** Begin **

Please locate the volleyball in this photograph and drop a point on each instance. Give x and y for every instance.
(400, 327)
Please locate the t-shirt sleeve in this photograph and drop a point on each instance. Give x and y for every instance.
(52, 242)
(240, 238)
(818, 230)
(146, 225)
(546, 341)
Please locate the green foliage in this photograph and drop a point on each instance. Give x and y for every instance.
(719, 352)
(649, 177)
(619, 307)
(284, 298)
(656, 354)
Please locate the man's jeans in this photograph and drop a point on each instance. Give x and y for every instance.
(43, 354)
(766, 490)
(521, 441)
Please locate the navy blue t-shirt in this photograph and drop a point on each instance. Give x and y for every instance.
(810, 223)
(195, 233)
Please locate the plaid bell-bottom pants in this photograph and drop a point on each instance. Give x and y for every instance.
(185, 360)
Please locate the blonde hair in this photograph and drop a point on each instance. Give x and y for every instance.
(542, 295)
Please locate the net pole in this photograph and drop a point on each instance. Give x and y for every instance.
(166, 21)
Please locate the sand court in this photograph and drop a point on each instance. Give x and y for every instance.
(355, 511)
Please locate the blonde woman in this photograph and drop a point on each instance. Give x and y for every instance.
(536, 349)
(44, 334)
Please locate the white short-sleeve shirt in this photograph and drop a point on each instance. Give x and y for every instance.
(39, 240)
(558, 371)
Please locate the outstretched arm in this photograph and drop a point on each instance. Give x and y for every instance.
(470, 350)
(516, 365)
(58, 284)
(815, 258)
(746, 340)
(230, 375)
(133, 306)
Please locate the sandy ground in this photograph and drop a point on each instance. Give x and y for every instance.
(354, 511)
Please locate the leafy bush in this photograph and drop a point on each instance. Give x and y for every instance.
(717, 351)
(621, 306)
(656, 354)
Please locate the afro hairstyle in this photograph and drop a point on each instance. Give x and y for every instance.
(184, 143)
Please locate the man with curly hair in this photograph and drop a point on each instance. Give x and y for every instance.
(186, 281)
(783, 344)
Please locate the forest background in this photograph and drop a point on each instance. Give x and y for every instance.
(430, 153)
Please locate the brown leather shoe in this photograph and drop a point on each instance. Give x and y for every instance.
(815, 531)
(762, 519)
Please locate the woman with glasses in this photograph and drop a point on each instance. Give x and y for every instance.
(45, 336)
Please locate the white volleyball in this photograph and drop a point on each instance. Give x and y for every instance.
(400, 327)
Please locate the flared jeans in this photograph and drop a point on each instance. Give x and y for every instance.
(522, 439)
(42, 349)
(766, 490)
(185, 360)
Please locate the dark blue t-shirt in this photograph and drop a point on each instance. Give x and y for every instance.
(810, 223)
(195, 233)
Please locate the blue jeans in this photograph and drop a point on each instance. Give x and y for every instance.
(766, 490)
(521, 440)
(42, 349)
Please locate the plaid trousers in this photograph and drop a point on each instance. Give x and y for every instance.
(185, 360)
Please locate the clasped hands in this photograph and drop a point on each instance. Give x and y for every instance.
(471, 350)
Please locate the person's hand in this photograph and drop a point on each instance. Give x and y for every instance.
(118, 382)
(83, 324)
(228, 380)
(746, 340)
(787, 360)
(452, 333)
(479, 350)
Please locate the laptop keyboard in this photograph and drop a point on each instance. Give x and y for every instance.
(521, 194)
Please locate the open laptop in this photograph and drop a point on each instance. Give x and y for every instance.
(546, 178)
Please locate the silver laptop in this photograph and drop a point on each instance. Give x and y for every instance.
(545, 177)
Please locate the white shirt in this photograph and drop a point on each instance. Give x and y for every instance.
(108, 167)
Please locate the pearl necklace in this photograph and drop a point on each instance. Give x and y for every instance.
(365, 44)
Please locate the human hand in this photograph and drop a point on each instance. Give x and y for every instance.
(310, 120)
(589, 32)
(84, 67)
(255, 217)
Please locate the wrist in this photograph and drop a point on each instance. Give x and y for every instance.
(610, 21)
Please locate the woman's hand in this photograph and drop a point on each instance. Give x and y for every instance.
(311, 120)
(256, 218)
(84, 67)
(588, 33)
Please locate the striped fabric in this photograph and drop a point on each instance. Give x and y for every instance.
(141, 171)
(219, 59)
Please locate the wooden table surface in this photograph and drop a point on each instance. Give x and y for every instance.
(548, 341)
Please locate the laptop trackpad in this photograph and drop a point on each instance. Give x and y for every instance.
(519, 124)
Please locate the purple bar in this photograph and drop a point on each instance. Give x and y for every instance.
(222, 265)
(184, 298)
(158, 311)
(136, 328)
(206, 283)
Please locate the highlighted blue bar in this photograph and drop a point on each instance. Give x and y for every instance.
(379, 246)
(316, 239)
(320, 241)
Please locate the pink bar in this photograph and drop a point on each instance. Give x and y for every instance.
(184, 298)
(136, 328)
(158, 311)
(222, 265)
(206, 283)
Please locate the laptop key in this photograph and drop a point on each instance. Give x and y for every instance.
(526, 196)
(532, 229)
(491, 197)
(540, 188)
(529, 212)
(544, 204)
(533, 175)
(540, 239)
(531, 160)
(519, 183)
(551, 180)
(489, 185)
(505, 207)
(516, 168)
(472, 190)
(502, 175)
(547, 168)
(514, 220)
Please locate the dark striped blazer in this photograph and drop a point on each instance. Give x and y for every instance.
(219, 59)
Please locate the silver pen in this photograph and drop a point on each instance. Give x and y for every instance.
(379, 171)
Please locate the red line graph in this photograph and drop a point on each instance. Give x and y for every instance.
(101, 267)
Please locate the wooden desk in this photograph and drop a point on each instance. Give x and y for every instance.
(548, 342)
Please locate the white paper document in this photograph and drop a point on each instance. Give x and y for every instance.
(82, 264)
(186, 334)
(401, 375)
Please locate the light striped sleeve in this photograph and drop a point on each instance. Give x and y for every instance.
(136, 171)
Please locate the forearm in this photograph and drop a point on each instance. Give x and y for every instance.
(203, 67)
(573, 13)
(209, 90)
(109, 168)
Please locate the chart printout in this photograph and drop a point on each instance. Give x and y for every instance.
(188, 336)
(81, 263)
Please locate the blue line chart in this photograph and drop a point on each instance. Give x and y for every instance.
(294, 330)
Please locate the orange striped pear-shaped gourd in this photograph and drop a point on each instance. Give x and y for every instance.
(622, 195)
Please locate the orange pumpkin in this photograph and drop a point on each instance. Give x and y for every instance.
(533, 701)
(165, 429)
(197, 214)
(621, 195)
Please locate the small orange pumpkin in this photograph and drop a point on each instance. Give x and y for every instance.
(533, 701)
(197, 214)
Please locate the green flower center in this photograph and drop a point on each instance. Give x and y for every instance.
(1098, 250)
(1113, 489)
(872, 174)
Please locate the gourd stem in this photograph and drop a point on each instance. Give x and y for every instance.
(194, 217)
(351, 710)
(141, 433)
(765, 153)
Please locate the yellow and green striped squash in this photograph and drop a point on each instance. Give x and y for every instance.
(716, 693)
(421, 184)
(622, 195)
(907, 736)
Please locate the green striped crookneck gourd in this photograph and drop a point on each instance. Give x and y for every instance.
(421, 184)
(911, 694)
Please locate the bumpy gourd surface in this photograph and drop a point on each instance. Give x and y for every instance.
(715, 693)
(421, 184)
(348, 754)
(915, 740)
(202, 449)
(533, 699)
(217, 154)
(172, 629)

** End **

_EXERCISE OBJECTIVE:_
Restate the whole of the material exactly.

_SOLUTION TO THIS PROBLEM:_
Please locate the volleyball in this photograph and drop a point on each instance. Give x and y for every instance.
(400, 327)
Please locate the t-shirt sleeve in this photograph and drop a point on each instance. Give x and y for every instance.
(52, 242)
(240, 238)
(818, 230)
(146, 225)
(546, 341)
Please locate the green foliage in this photograph and drop a point on each instance. Give x and y for every instance.
(719, 352)
(649, 177)
(619, 307)
(284, 298)
(656, 354)
Please locate the man's jeans in this photograph and drop a point on each instance. Give x and y for every instance.
(43, 354)
(766, 490)
(521, 441)
Please locate the navy blue t-shirt in this photograph and drop a point on each instance. Give x and y for every instance.
(810, 223)
(195, 233)
Please locate the plaid bell-bottom pants in this photograph and drop a point on each instance. Give x and y for every instance.
(185, 360)
Please locate the blonde hair in this photograph and drop a point on each instance. Give x and y for every instance.
(542, 295)
Please locate the net pole in this photograph and drop a point on each instance. Give x and y for every instance.
(166, 21)
Please locate the sand court in this photograph and drop a point on each instance. Give x and y for every instance.
(355, 511)
Please locate the blonde woman in this photograph and drop a point on each instance. Give x and y for every instance.
(536, 349)
(44, 334)
Please locate the white short-sleeve shirt in this photograph and drop a point on each instance. Give x and y for every instance.
(39, 240)
(558, 371)
Please locate the outstretched arm in this photograph and drop a point on each instance. Give x and y for every instance.
(470, 350)
(516, 365)
(58, 284)
(815, 258)
(746, 340)
(230, 375)
(133, 306)
Please locate the sandy ground in this photograph and drop a point on each instance. Give x and y for every instance.
(354, 511)
Please locate the leafy bush in this photograph and drop a point on each instance. Give x and y for every instance.
(717, 351)
(621, 306)
(656, 354)
Please locate the afro hairstyle in this photograph and drop a point on each instance. Give x and y for every instance.
(184, 143)
Please locate the man with curly hair in this photograph and drop a point on each instance. Give x and y for every instance.
(186, 281)
(783, 344)
Please locate the forest background in this photograph and drop a point on each instance. Give x and y for every instance.
(430, 153)
Please locate the brown leather shoe in this photograph and drop a point on each instance. Give x and y for every instance.
(815, 531)
(762, 519)
Please locate the woman with glasses in this photograph and drop a point on each instance. Give x and y for every instance.
(45, 336)
Please locate the white volleyball in this photograph and drop a point on each instance. Give x and y for every instance.
(400, 327)
Please locate the flared jeans in this photograph and drop a point on each instance. Give x and y for every instance.
(522, 439)
(42, 349)
(766, 490)
(185, 360)
Please locate the dark blue t-shirt in this photograph and drop a point on each instance. Give x and y for every instance.
(810, 223)
(195, 233)
Please locate the blue jeans in this photograph and drop a point on each instance. Give x and y for every instance.
(766, 490)
(521, 440)
(42, 349)
Please locate the plaid trousers in this photograph and drop a point on each instance. Give x and y for every instance.
(185, 360)
Please locate the clasped hands in this photograph and drop a point on each instance. Give x and y for every instance.
(471, 350)
Please locate the person's hand in this photograph and drop a point on each instance. Give x and y for every instance.
(118, 382)
(83, 324)
(228, 380)
(746, 340)
(787, 360)
(452, 333)
(479, 350)
Please locate the laptop keyboard in this photograph and drop a point on each instance. Give x and y for every instance.
(521, 194)
Please locate the open laptop in this photograph and drop a point on each instance. Give x and y for every instance.
(546, 178)
Please locate the silver laptop in this photograph and drop a point on each instance. Give x and y for every instance.
(545, 177)
Please locate the white shirt in this photograph and drop a point on each instance. Give x and y for every instance.
(108, 167)
Please locate the pearl necklace in this photograph and drop a point on each instance. Give x and y for every instance.
(365, 44)
Please locate the human hand in this photograph and drop a point on each instance. Give x and y for every instance.
(310, 120)
(589, 32)
(84, 67)
(255, 217)
Please locate the wrist in this photograph and drop a point on each instance. Give x and y for every instance.
(610, 21)
Please locate the woman's hand in this photograph and drop a point on each instance. Give x and y for every instance.
(311, 120)
(256, 218)
(84, 67)
(588, 33)
Please locate the striped fabric in this photograph and drop a point on each instance. Give x and y for every instance.
(141, 171)
(219, 59)
Please locate the wooden table surface in this photograph and drop a point on each instance. Give x and y for every instance.
(548, 341)
Please locate the laptop trackpad in this photograph and drop a point on each instance. Give x and y for every instance.
(519, 124)
Please locate the purple bar in this photograph and drop a point on each instance. Give x and y for every instance.
(222, 265)
(184, 298)
(158, 311)
(136, 328)
(206, 283)
Please locate the highlighted blue bar in this photograph and drop a point on each instance. Give x and y for every instance.
(379, 246)
(316, 239)
(320, 241)
Please locate the pink bar in this photograph and drop a point on each instance. Give x and y for every instance.
(184, 298)
(136, 328)
(158, 311)
(222, 265)
(206, 283)
Please locate the laptop key in this photograph and drop a point on each instance. Give x and y for every instance.
(526, 196)
(532, 229)
(491, 197)
(540, 188)
(529, 212)
(544, 204)
(533, 175)
(540, 239)
(531, 160)
(519, 183)
(551, 180)
(489, 185)
(505, 207)
(516, 168)
(472, 190)
(502, 175)
(547, 168)
(514, 220)
Please locate the dark striped blazer in this photograph and drop a point on each instance. Give x and y for every instance.
(219, 59)
Please locate the silver pen in this photograph and drop a point on each instance. Give x and y for every instance.
(379, 171)
Please locate the red line graph in this photograph and drop a point on each instance. Give x and y for every instance.
(101, 267)
Please locate the wooden desk in this photograph and drop a point on each instance. Give x and y for every instance.
(548, 342)
Please locate the white paper document in this photograph and drop a point on each instance. Give x and y for every instance.
(82, 264)
(186, 334)
(401, 375)
Please locate the light striped sleeve in this photograph and drop a point on each instance. Give x and y for every instance.
(136, 171)
Please locate the forearm in this photograph and drop a point on each instance. Give x and y for every instance.
(203, 67)
(573, 13)
(209, 90)
(109, 168)
Please locate the chart printout in this photograph and drop a point on each instance. Give x and y for every instance.
(188, 336)
(81, 263)
Please locate the blue line chart in this photograph and drop a point on each instance. Give x and y for every instance.
(294, 330)
Please locate the orange striped pear-shaped gourd in this photograph and drop a point on each instance. Give x and y for every instance.
(622, 195)
Please locate the orange pumpkin in this photograph and drop a point on each instance. Give x and y for every instance.
(533, 701)
(165, 429)
(197, 214)
(621, 195)
Please locate the small orange pumpkin in this photograph and drop a point on each instance. Give x and y for every instance.
(533, 701)
(197, 214)
Please locate the green flower center in this photograph and drop a point on each instance. Give x and y for every instance.
(1098, 250)
(1113, 489)
(872, 174)
Please locate the gourd stem in this photograph and drop a point on each instance. Give x and y for every instance.
(194, 217)
(351, 710)
(141, 433)
(765, 153)
Please locate the yellow and green striped squash in this photograph and drop a point on each instance. Give x and y for every instance.
(716, 693)
(421, 184)
(622, 195)
(907, 736)
Please locate the green striped crookneck gourd in this photograph and drop a point on each instance. Give x and y for every instance.
(421, 184)
(911, 694)
Please locate the bumpy gourd surface in this photograph and drop a point on each instance. Give x and y for every instance.
(715, 693)
(421, 184)
(348, 754)
(915, 740)
(202, 449)
(533, 699)
(217, 154)
(172, 629)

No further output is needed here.